### PROBLEM TO SOLVE
Copy each line of the entries below that contains the string "black".

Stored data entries
----------
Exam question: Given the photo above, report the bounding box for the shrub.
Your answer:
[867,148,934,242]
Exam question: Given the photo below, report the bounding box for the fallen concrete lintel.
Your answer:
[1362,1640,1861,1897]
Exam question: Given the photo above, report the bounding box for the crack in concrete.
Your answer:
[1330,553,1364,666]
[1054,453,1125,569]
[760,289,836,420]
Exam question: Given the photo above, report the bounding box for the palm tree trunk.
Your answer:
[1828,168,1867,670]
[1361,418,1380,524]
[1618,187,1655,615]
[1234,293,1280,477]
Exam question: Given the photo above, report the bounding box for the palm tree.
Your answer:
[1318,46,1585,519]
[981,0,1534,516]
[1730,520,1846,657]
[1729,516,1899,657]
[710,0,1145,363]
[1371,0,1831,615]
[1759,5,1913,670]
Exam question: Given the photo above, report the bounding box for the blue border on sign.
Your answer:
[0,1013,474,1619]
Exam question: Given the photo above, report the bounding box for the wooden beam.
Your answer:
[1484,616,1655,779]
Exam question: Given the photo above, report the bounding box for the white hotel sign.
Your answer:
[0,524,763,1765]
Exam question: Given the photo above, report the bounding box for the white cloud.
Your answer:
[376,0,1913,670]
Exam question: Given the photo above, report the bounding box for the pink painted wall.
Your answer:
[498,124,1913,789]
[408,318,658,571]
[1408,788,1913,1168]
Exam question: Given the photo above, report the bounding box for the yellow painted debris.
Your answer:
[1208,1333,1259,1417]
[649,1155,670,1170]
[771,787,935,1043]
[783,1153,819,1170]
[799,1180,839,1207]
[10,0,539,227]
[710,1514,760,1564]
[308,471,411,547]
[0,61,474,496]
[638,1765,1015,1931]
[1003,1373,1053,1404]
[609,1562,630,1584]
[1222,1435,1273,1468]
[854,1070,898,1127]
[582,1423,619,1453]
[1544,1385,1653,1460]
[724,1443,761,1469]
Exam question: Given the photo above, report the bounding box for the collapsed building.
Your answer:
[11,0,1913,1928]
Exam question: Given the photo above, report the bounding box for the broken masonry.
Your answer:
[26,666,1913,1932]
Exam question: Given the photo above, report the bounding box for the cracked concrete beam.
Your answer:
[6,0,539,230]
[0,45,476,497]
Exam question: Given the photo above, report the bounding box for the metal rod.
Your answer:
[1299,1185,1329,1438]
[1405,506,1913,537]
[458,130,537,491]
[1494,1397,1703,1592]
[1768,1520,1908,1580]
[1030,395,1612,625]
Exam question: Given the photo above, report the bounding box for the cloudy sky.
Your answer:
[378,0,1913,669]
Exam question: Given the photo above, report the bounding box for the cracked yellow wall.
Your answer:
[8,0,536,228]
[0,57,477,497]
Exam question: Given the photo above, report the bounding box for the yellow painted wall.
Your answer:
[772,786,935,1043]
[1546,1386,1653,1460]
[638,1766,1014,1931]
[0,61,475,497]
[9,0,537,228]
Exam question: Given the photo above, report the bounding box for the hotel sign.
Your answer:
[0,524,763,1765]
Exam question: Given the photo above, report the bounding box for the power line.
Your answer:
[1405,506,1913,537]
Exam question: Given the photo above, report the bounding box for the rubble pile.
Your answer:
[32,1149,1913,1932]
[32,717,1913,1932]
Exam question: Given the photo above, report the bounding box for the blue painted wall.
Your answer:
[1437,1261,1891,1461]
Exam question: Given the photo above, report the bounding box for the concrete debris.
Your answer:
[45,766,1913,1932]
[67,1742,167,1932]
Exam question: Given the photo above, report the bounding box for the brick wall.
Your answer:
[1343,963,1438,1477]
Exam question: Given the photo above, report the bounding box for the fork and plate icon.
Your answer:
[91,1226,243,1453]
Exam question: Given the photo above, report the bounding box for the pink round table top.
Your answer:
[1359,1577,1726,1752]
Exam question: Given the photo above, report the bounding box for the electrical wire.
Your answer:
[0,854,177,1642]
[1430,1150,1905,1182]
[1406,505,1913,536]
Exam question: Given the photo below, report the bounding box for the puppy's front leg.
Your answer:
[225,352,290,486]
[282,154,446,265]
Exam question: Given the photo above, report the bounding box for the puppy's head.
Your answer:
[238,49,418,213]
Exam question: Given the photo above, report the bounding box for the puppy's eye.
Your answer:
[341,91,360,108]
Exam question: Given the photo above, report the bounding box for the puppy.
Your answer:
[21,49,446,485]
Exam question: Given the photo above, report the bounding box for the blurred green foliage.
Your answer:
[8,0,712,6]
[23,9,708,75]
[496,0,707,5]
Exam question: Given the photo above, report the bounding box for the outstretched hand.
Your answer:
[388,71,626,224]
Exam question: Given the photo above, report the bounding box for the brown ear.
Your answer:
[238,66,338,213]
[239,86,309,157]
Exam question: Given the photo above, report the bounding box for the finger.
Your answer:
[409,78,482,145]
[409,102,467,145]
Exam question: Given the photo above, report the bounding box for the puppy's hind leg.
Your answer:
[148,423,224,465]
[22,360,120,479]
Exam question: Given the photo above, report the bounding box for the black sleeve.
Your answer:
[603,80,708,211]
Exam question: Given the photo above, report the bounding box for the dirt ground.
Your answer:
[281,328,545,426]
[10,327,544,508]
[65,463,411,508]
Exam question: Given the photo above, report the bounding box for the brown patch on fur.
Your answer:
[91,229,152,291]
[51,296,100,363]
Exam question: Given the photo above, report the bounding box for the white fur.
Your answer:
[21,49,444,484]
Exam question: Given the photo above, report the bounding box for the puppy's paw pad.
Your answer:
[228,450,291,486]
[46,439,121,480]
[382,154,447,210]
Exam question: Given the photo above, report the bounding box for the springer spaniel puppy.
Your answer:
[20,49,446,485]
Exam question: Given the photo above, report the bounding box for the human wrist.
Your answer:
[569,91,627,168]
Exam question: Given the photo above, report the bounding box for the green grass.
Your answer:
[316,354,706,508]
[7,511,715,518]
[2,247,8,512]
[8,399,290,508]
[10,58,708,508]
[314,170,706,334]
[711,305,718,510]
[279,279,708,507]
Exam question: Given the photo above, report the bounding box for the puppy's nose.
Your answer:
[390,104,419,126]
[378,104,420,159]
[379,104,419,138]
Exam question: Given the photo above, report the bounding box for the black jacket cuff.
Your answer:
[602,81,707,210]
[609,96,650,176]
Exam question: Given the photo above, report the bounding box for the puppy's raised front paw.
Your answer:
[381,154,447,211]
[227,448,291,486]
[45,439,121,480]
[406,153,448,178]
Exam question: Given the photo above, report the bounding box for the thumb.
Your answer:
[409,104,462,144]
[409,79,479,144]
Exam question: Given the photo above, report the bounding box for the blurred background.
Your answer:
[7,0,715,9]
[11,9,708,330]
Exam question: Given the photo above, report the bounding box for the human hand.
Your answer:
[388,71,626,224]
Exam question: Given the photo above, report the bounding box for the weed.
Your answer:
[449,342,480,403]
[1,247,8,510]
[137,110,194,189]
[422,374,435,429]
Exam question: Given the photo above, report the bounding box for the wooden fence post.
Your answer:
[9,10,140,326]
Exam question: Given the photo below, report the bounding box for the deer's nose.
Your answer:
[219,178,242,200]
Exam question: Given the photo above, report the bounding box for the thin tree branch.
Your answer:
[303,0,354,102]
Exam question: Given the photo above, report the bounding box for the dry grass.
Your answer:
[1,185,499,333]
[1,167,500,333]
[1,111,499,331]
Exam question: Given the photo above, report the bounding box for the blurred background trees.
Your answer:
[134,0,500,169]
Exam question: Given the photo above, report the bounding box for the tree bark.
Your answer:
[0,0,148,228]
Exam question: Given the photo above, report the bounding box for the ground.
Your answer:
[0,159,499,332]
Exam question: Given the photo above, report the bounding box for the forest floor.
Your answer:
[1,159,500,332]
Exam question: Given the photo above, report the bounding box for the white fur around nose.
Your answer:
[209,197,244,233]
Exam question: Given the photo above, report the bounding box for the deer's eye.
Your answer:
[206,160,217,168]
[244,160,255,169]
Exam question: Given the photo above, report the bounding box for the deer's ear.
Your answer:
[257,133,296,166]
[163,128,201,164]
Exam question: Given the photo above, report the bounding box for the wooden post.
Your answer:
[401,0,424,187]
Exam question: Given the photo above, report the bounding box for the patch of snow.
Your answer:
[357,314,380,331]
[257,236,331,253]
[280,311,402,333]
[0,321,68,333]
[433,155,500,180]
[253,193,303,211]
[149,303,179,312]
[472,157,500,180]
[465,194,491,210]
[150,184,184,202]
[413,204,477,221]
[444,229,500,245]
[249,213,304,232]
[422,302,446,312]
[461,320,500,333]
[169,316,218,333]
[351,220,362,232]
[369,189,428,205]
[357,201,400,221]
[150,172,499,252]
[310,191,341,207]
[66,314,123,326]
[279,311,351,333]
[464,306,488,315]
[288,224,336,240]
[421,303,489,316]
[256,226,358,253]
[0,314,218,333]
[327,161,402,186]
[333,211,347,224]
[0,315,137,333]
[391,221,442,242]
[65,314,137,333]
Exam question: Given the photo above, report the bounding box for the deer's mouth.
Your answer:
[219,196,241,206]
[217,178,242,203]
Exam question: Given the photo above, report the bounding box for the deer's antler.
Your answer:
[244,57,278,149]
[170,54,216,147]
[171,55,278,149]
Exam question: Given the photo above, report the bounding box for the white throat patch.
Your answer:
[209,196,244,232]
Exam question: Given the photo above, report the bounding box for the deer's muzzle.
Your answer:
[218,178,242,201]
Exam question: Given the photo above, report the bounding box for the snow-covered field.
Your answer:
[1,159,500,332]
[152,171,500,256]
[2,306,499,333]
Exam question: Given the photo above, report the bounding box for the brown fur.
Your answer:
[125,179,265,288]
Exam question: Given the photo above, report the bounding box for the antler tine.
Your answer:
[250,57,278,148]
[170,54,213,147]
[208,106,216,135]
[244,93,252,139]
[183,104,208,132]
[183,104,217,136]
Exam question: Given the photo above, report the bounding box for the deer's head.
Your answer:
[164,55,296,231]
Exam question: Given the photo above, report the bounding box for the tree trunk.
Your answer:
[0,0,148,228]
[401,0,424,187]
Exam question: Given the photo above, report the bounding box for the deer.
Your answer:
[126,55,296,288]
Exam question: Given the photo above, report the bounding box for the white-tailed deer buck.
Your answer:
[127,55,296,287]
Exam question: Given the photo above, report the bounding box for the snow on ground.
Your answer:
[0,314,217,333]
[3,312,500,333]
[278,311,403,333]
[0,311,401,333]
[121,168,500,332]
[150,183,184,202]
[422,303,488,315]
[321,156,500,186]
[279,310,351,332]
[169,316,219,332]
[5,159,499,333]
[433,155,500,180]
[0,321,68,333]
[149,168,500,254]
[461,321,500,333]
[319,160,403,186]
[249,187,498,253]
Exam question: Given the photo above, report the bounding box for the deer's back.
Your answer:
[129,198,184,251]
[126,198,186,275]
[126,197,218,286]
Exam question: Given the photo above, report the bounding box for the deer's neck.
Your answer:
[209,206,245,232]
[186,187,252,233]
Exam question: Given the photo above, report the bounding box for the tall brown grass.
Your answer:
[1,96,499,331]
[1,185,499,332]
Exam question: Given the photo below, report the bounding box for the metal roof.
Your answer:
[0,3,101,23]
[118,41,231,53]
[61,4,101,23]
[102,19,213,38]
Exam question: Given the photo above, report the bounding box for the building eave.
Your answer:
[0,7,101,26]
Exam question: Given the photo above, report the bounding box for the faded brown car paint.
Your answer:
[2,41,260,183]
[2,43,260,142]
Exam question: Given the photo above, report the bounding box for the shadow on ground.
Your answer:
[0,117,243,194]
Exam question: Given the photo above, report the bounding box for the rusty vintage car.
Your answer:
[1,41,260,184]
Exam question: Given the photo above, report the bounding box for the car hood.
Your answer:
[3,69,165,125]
----------
### WRITTEN ANSWER
Exam question: Given the photo above, report the bounding box for the black sleeve.
Exam question: Given the photo above, report the bounding box for the black jacket cuff.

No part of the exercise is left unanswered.